(GIVEN RECORDS Opens)

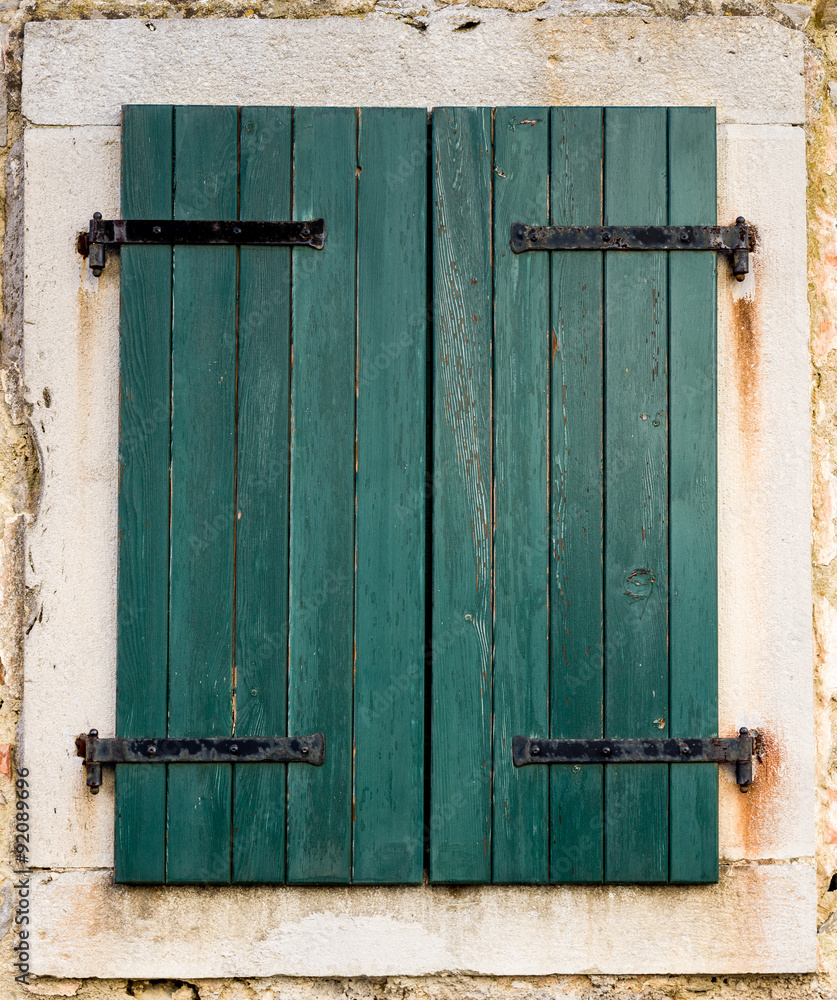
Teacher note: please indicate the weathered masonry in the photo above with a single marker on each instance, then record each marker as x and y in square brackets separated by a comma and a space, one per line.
[391, 499]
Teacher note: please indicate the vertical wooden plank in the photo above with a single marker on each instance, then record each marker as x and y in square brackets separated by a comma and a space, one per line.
[693, 518]
[460, 818]
[636, 497]
[203, 492]
[576, 428]
[521, 490]
[321, 659]
[142, 616]
[262, 470]
[390, 583]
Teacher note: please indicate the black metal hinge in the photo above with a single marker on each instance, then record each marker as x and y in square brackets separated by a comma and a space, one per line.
[738, 750]
[115, 233]
[737, 241]
[222, 750]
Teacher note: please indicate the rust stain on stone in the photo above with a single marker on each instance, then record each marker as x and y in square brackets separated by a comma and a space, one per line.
[747, 360]
[757, 809]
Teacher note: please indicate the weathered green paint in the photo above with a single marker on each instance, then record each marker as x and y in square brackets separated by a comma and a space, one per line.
[389, 584]
[298, 491]
[321, 664]
[636, 504]
[693, 635]
[576, 428]
[144, 415]
[521, 490]
[460, 815]
[203, 494]
[262, 475]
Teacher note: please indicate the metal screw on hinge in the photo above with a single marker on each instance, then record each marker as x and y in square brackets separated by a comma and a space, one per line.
[96, 252]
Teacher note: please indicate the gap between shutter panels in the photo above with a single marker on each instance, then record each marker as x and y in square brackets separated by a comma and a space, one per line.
[319, 839]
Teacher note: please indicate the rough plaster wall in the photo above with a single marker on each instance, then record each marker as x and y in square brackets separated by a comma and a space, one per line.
[19, 490]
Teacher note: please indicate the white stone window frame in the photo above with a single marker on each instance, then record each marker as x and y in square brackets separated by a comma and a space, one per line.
[761, 915]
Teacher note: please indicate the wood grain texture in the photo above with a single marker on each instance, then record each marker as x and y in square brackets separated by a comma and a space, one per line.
[460, 815]
[521, 490]
[576, 429]
[262, 474]
[321, 659]
[144, 422]
[203, 494]
[636, 490]
[693, 635]
[390, 581]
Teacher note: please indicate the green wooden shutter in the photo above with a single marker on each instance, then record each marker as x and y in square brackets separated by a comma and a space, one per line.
[574, 565]
[273, 494]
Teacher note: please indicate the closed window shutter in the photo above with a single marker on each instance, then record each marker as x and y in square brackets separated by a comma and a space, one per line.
[273, 491]
[574, 567]
[272, 496]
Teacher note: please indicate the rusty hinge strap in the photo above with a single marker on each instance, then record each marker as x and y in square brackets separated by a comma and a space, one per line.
[737, 750]
[181, 232]
[737, 240]
[216, 750]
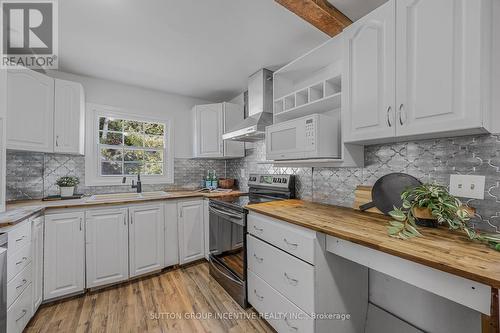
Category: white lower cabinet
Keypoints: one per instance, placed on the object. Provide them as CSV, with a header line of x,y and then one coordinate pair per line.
x,y
37,261
106,246
146,239
191,231
20,313
64,255
171,234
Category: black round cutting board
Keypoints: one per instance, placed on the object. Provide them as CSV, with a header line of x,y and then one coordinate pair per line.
x,y
386,193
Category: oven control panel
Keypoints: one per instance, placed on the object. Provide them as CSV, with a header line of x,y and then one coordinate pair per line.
x,y
282,181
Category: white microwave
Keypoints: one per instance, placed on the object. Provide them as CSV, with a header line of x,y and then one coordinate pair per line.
x,y
312,137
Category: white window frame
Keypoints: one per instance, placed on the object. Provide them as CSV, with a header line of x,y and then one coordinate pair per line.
x,y
92,153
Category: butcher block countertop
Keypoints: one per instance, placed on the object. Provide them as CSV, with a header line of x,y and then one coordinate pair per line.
x,y
439,248
20,211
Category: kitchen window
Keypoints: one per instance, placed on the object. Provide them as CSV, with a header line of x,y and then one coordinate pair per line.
x,y
126,145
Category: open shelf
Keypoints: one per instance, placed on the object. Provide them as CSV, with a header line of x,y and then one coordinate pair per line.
x,y
321,105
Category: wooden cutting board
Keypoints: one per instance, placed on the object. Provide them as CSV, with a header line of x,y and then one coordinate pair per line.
x,y
363,195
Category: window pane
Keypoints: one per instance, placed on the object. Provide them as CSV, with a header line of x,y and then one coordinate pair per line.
x,y
154,129
151,141
153,156
134,140
134,155
133,126
111,154
132,168
153,169
110,138
110,124
111,168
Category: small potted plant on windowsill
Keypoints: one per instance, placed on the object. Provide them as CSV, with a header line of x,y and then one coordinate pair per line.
x,y
432,205
67,186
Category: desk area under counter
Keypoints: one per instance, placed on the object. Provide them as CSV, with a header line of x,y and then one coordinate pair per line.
x,y
440,263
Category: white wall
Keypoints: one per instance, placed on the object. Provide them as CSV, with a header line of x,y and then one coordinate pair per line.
x,y
138,100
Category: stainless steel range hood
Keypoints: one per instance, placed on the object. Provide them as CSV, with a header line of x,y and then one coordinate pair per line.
x,y
260,109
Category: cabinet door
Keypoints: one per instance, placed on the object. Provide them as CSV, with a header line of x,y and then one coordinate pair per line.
x,y
37,248
64,257
368,94
209,130
69,117
171,234
191,231
30,100
438,66
146,238
106,246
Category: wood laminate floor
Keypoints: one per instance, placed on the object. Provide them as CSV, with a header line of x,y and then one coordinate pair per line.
x,y
161,303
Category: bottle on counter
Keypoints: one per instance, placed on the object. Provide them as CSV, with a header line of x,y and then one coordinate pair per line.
x,y
215,180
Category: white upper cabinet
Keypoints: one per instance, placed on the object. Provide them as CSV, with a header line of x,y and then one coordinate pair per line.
x,y
64,255
211,121
191,231
30,111
420,69
438,65
368,90
106,246
69,117
146,239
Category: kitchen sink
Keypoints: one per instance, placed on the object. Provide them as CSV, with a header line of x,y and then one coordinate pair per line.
x,y
128,196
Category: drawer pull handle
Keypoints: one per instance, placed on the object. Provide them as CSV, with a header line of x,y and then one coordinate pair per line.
x,y
24,314
21,261
260,298
293,282
258,229
22,284
260,260
289,325
295,245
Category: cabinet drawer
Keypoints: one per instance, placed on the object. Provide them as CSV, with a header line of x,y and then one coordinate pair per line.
x,y
19,237
20,312
292,277
18,261
18,284
266,300
292,239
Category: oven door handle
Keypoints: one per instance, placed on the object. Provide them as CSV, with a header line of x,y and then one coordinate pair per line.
x,y
221,212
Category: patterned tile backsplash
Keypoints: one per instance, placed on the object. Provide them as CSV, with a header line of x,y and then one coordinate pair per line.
x,y
33,175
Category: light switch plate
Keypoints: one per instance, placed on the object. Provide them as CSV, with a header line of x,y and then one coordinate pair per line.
x,y
467,186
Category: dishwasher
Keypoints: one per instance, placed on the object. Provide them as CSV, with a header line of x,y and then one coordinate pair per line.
x,y
3,283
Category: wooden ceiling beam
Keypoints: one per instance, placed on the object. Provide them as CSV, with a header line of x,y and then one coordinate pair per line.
x,y
320,13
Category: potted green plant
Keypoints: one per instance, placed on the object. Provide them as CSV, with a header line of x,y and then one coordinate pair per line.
x,y
433,205
67,185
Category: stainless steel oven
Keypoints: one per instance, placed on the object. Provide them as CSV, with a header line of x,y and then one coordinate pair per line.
x,y
228,228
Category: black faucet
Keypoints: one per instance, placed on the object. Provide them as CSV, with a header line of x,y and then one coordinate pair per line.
x,y
137,186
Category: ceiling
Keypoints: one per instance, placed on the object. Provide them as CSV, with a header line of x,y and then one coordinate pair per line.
x,y
204,49
199,48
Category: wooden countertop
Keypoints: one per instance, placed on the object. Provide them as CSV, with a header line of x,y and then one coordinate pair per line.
x,y
439,248
21,210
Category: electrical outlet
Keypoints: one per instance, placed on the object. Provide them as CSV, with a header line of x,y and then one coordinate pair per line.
x,y
466,186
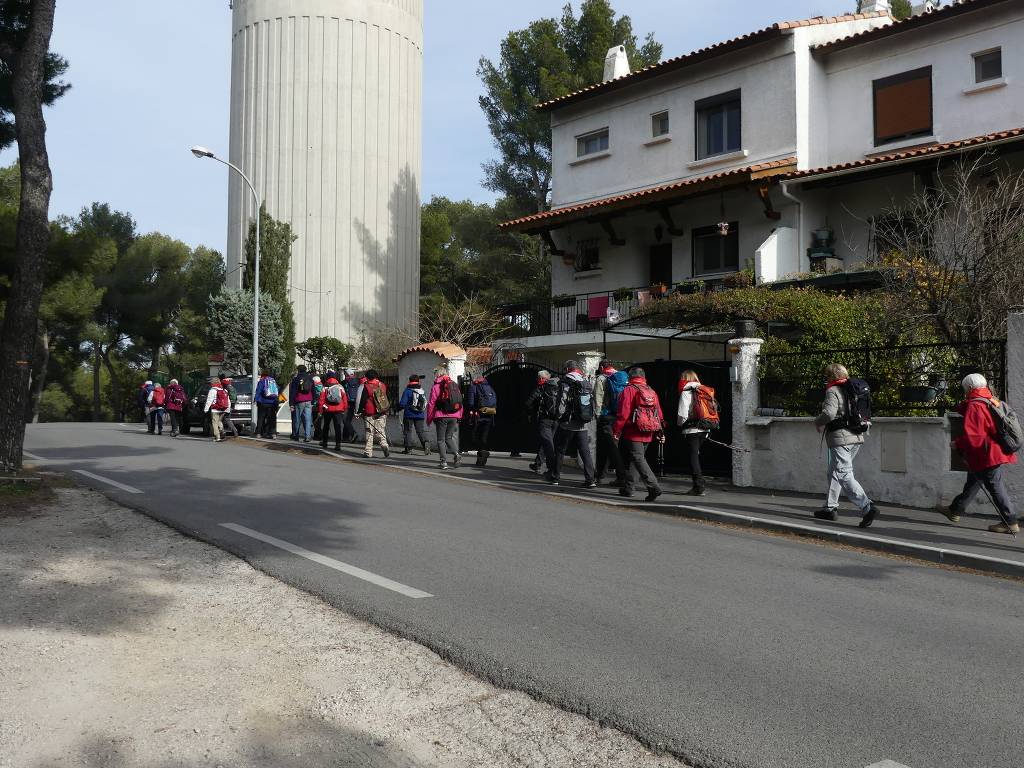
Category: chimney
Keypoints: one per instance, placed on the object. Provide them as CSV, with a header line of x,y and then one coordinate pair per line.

(GIVEN RECORDS Closes)

Only the lines from the one with "Category: wooden countertop" through the last line of the records above are wanted, copied exactly and with pictures omitted.

Category: wooden countertop
Keypoints: one per instance, placed on the object. Provide them as CSV, with a header line of x,y and then one coordinate pair per line.
x,y
439,248
21,210
Category: electrical outlet
Keypoints: one per instance, placed on the object. Provide them as CSV, with a header line of x,y and then one coordinate pair per line.
x,y
466,186
Category: chimney
Keypoints: one per instance, placed on the object. Provide them as CSV, with a header line of x,y and then one coordinate pair per line.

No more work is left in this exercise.